PASSAGE PROVIDED:
============================================================

## Weighed cointossing

Assume $S = \{s_1, s_2, .. \}$ is a set with $1 \le$ $s_1$ $\le s_2 \le ..$, such that $\displaystyle \sum \dfrac{1}{s_i}$ diverges.  Let $a_i = \pm 1$, each with probability $\dfrac{1}{2}$. What can we say about $\displaystyle \sum_{i=1}^n \dfrac{a_i}{s_i}$ when $n$ goes to infinity? Must there, for example, be infinitely many sign changes with probability $1$? It can’t be hard to show this for bounded $s_i$, but what about $S = \aleph$ for example? I honestly have no clue whatsoever.

EDIT 22 Februari 2011
I can show that there is a positive probability that $\left|\displaystyle \sum_{i=1}^n \dfrac{a_i}{s_i}\right| > c$ for any $c$, for $n$ large enough; Let $k = k(c)$ be the smallest integer such that $\displaystyle \sum_{i=1}^k \dfrac{1}{s_i} > c$ (note that this $k$ exists since the sum of $\dfrac{1}{s_i}$ is assumed to go to infinity).
Then either the probability that $\displaystyle \sum_{i=k+1}^n \dfrac{a_i}{s_i}$ $\ge 0$ is at least $\dfrac{1}{2}$ or the probability that $\displaystyle \sum_{i=k+1}^n \dfrac{a_i}{s_i}$ $\le 0$ is at least $\dfrac{1}{2}$ (*). Assume the first case (second case goes analogous), then we have: $P\left(\displaystyle \sum_{i=1}^n \dfrac{a_i}{s_i} > c\right) \ge P\left(\displaystyle \sum_{i=k+1}^n \dfrac{a_i}{s_i} \ge 0\right) \displaystyle \prod_{j=1}^k P(a_j = 1) \ge \dfrac{1}{2}\dfrac{1}{2^k} = \dfrac{1}{2^{k+1}} > 0$

(*) It is fun to note that both are the case, independent of $S$. This can be used to show that $P\left(\left|\displaystyle \sum_{i=1}^n \dfrac{a_i}{s_i}\right| > c\right) \ge \dfrac{1}{2^k}$ for all $n$ $\ge$ $k$

============================================================

PROMPT A: From the entries, copy out word for word the part that opens with the line containing "Place a point on every instance of the man carrying" and closes with the line containing "Place a point on every instance of the man in", including both of those lines.

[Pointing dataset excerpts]
============================================================

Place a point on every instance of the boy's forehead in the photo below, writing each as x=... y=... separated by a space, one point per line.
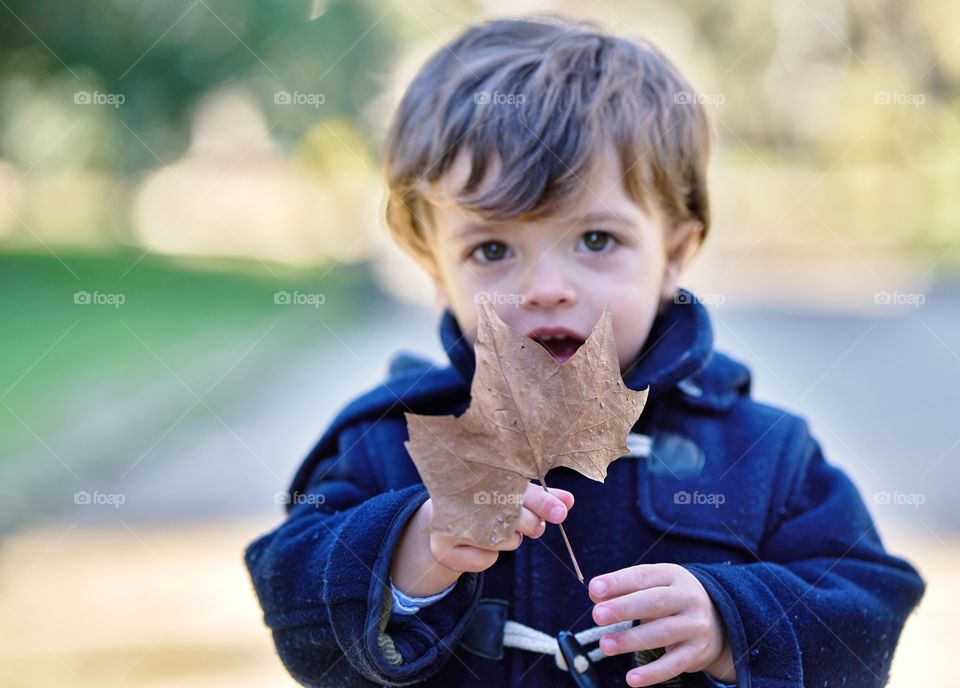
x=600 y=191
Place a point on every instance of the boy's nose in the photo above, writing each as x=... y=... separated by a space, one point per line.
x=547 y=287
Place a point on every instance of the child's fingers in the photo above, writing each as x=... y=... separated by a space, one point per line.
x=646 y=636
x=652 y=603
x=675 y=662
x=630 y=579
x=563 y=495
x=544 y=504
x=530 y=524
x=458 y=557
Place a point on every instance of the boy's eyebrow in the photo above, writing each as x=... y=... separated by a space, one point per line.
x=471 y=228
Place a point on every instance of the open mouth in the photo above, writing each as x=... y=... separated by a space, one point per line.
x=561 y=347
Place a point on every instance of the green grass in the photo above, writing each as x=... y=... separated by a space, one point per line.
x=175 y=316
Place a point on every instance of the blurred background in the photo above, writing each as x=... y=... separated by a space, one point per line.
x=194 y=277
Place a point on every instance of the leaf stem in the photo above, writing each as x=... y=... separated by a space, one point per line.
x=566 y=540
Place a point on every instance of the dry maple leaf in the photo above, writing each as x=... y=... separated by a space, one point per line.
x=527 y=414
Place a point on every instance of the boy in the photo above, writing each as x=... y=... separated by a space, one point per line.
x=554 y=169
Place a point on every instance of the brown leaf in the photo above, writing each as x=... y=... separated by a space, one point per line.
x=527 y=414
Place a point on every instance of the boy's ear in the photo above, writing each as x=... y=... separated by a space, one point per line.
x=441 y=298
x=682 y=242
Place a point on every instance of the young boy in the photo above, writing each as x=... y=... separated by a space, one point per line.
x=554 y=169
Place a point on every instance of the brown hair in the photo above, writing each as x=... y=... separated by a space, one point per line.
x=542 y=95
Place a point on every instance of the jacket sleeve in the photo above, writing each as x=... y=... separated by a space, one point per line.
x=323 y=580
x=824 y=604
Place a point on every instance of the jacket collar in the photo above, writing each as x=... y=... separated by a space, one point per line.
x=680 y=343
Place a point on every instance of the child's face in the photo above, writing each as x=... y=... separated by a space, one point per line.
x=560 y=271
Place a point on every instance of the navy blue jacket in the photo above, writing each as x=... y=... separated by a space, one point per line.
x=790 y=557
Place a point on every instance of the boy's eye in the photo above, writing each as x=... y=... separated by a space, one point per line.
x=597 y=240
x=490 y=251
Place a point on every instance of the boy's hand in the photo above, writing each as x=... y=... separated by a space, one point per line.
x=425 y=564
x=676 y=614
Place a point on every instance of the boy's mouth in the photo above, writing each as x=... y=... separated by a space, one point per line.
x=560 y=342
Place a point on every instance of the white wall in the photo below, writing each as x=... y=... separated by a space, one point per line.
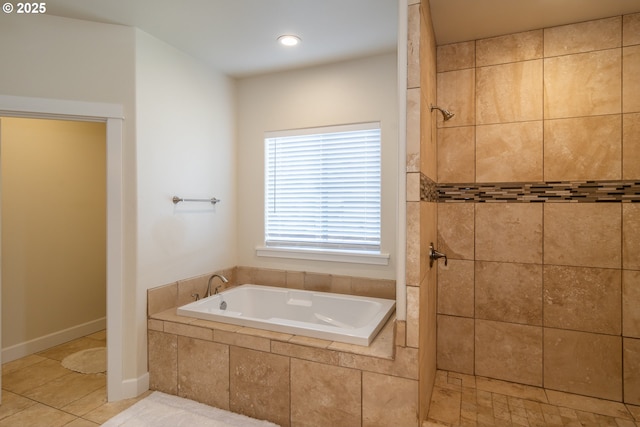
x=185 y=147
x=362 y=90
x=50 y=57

============================================================

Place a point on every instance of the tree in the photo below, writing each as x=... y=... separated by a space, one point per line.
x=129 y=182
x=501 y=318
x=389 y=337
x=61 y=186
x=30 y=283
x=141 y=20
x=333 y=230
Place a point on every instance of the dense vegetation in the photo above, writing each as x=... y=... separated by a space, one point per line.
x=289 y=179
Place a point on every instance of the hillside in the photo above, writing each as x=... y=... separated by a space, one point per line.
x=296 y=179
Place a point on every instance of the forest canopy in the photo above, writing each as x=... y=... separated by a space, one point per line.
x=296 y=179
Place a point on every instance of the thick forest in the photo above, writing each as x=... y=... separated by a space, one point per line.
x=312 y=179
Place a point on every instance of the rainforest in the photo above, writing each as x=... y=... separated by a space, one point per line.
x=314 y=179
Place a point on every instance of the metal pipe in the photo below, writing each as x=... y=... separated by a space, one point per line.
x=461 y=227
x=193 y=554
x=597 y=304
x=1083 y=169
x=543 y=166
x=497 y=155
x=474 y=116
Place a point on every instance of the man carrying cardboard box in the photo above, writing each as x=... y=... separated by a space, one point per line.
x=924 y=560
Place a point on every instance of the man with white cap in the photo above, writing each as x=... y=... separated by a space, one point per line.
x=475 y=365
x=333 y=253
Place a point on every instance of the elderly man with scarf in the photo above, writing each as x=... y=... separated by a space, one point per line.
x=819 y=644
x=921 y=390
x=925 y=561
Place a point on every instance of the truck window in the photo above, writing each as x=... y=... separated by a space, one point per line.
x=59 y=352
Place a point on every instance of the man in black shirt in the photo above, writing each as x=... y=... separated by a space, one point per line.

============================================================

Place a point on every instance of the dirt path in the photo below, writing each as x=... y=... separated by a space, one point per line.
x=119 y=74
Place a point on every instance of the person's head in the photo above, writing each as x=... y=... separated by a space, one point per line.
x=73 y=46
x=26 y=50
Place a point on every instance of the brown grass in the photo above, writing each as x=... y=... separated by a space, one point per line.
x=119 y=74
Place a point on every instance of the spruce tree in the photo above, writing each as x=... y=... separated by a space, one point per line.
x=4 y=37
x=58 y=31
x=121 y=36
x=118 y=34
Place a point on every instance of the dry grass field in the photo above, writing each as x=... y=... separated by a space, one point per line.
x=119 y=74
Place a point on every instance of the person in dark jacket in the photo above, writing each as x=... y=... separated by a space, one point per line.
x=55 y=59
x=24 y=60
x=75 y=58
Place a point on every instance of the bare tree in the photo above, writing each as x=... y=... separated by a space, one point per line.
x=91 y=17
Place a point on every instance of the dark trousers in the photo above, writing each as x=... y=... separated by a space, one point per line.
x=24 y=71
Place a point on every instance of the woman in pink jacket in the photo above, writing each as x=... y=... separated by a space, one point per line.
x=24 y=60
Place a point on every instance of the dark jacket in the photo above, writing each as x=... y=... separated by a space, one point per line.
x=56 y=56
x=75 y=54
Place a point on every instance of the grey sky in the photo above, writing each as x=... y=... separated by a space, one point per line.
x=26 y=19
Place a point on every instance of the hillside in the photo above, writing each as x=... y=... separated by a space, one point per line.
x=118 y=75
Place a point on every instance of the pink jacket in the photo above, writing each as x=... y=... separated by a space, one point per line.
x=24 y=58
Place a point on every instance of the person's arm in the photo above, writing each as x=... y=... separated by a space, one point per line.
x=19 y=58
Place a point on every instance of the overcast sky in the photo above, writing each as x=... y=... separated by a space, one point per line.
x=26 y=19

============================================================

PROMPT B: In the post on weighed coin tossing, with what probability does each $a_i$ take the value $+1$ or $-1$?

WRITTEN REPLY A:
Place a point on every instance of the man carrying cardboard box in the photo above, writing each as x=... y=... separated by a space, one point per line.
x=924 y=560
Place a point on every instance of the man with white cap in the photo above, writing each as x=... y=... separated by a space, one point per line.
x=475 y=365
x=333 y=253
Place a point on every instance of the elderly man with scarf in the photo above, writing each as x=... y=... separated by a space, one point per line.
x=819 y=644
x=921 y=390
x=925 y=561
Place a point on every instance of the truck window in the photo above, writing each as x=... y=... separated by a space, one point per line.
x=59 y=352
Place a point on every instance of the man in black shirt in the photo above, writing each as x=... y=... separated by a space, one point per line.

WRITTEN REPLY B: Each value has probability $\dfrac{1}{2}$.